Could you reproduce the records from the line with "Where can you see the baseball" up to and including the line with "point(929, 205)", scaling each answer coordinate by 1.15 and rounding it to a whole number with halves going up? Keep the sample coordinates and all other wording unchanged, and leave the pictures out.

Stored data
○ ○ ○ ○ ○

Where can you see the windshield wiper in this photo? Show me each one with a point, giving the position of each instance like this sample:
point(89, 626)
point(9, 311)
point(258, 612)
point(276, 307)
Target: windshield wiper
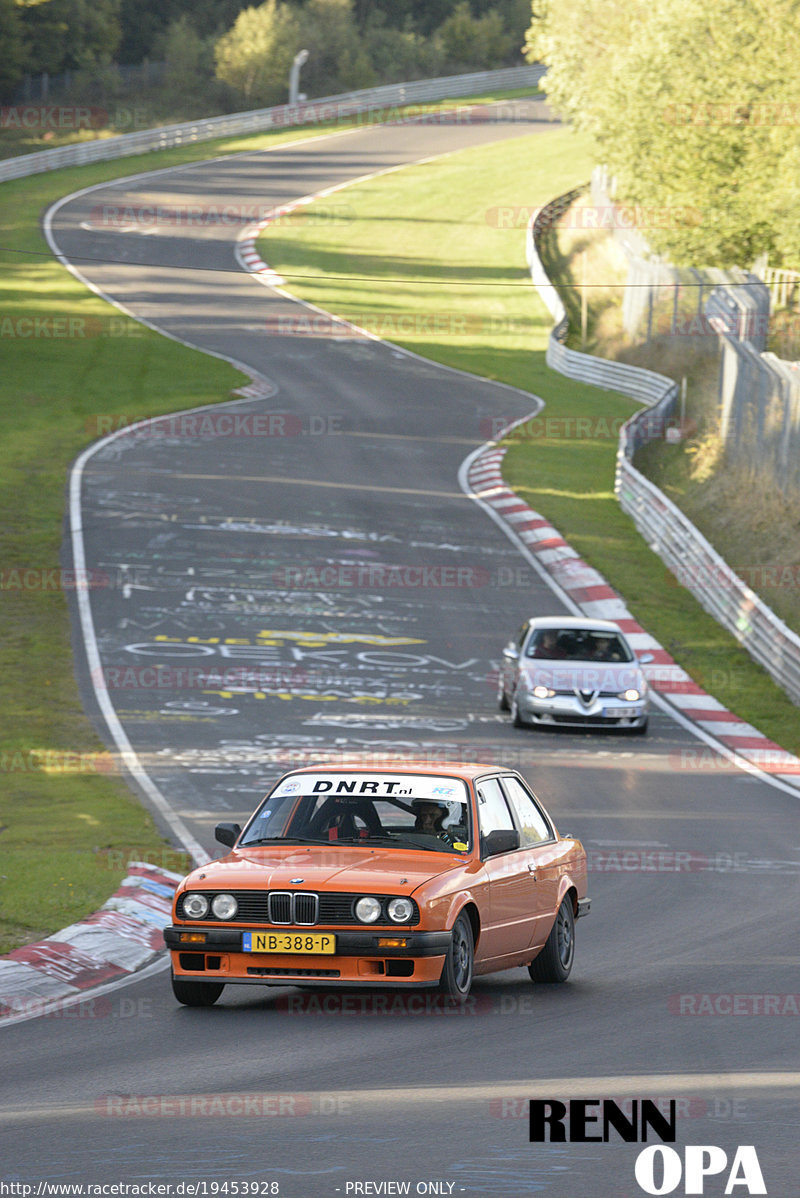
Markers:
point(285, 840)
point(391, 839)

○ ○ ○ ○ ○

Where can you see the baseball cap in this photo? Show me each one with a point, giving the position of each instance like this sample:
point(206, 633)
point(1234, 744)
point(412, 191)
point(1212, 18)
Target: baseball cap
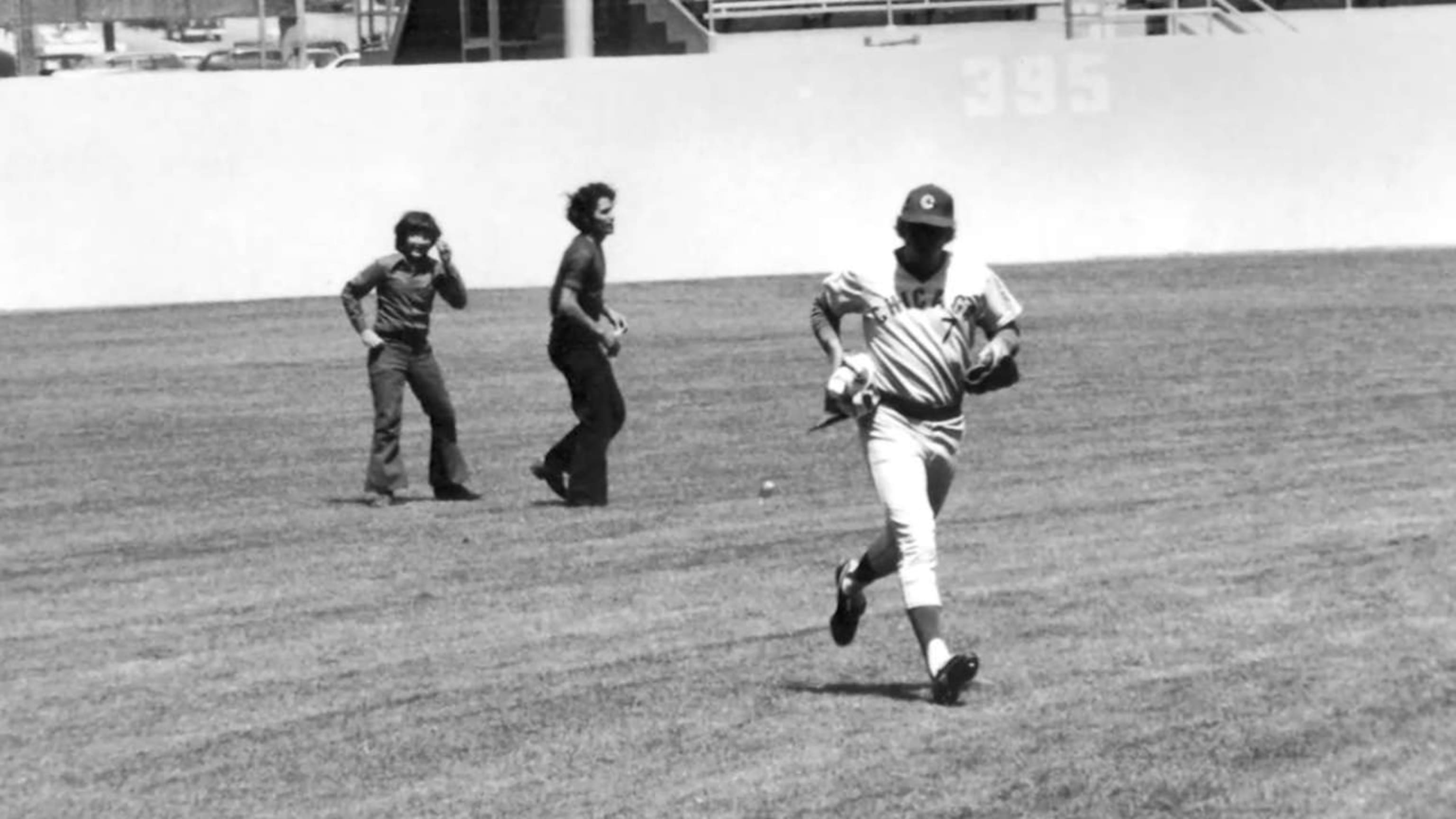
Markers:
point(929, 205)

○ ○ ○ ○ ○

* _Output for this exercise_:
Where can you see the baseball cap in this photo? Show me each one with a point, giving the position of each instance like this sample:
point(206, 633)
point(1234, 744)
point(412, 191)
point(1212, 18)
Target: baseball cap
Markers:
point(1068, 236)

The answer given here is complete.